■ Assigned task 1
In the text on acute mountain sickness, what is well known to alter cerebral blood flow and brain oxygenation?
■ Assigned task 2
Summarize the text on acute mountain sickness in two sentences.
■ Assigned task 3
Continue the text on acute mountain sickness from where it stops.

■ Document text
Ascending to high altitude is often associated with symptoms related to acute mountain sickness (AMS). However, factors that can accurately predict AMS occurrence remain to be discovered. While there is some suggestion that altered autoregulation of cerebral blood flow and/or impaired brain oxygenation during hypoxic exposure may determine AMS, experimental evidences do not support this hypothesis. Alternatively, it is well known that exercise alters cerebral blood flow and brain oxygenation and hypoxia can exacerbate these modifications. It is currently unclear, however, whether cerebral oxygenation status during exercise in hypoxia may be predictive for the risk of AMS.

What is the significance of this project?

■ Provided material
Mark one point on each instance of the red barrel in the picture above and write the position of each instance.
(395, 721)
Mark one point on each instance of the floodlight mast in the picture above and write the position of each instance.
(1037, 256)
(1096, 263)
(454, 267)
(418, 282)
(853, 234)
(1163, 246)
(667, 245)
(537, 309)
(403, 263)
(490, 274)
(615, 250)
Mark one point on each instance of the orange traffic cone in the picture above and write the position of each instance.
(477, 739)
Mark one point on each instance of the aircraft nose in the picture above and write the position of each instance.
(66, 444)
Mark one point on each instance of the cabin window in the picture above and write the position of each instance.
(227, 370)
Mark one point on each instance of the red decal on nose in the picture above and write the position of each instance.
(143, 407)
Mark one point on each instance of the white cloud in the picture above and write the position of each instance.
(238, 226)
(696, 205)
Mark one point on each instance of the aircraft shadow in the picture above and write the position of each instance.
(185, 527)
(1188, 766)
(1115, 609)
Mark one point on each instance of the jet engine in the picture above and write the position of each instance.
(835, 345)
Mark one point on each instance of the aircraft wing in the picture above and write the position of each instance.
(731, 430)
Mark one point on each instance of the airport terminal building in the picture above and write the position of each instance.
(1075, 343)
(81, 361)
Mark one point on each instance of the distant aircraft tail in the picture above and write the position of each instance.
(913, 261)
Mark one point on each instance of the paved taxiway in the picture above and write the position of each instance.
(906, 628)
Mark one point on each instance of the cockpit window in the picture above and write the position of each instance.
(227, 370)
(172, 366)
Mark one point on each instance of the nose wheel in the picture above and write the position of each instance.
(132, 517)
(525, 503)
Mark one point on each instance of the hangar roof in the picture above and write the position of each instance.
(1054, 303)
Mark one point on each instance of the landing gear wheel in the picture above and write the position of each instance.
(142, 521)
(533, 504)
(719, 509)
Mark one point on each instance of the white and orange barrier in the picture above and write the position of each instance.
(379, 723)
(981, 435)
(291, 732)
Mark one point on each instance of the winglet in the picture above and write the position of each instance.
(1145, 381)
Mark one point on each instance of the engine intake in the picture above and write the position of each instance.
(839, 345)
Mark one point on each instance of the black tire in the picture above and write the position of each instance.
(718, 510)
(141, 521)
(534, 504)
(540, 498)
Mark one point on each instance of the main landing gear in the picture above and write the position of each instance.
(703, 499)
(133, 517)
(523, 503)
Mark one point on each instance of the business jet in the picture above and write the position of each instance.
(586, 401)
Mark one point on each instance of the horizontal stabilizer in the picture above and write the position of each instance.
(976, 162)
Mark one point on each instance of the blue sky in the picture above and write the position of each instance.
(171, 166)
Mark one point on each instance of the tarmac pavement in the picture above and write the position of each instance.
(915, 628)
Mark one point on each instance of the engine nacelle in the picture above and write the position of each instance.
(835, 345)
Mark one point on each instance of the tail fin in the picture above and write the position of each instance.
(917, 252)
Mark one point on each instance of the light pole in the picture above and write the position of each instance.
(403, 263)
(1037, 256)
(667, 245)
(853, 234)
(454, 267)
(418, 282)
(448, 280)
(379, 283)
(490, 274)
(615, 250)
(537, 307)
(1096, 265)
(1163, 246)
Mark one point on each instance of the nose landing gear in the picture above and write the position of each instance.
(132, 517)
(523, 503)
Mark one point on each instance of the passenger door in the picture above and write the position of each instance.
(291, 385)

■ Answer box 1
Exercise

■ Answer box 2
Ascending to high altitude often brings symptoms of acute mountain sickness (AMS), but factors that can accurately predict it remain to be discovered, and experimental evidence does not support the idea that altered cerebral blood flow autoregulation or impaired brain oxygenation in hypoxia determines it. Because exercise alters cerebral blood flow and brain oxygenation and hypoxia can worsen these changes, it is unclear whether cerebral oxygenation during exercise in hypoxia may predict the risk of AMS.

■ Answer box 3
Ascending to high-altitude is a common activity undertaken by large number of people worldwide. However, some individuals may experience symptoms of acute mountain sickness (AMS) few hours after arrival at altitude. In the last years, different authors have tried to identified some predictive parameters in order to predict AMS insurgence. However, the debate is still open. Therefore, this investigation may add further evidence on the topic, helping clinicians in the evaluation of trekkers and mountaineers who are preparing to ascend at high altitudes.

What are the goals of the project?

The present project aims to investigate cerebral deoxygenation during exercise in hypoxia in order to highlight a potential association between this parameter and acute mountain sickness susceptibility. We expect higher degrees of cerebral deoxygenation during exercise in hypoxia in those individuals who will present symptoms of acute mountain sickness during the expedition at high altitude.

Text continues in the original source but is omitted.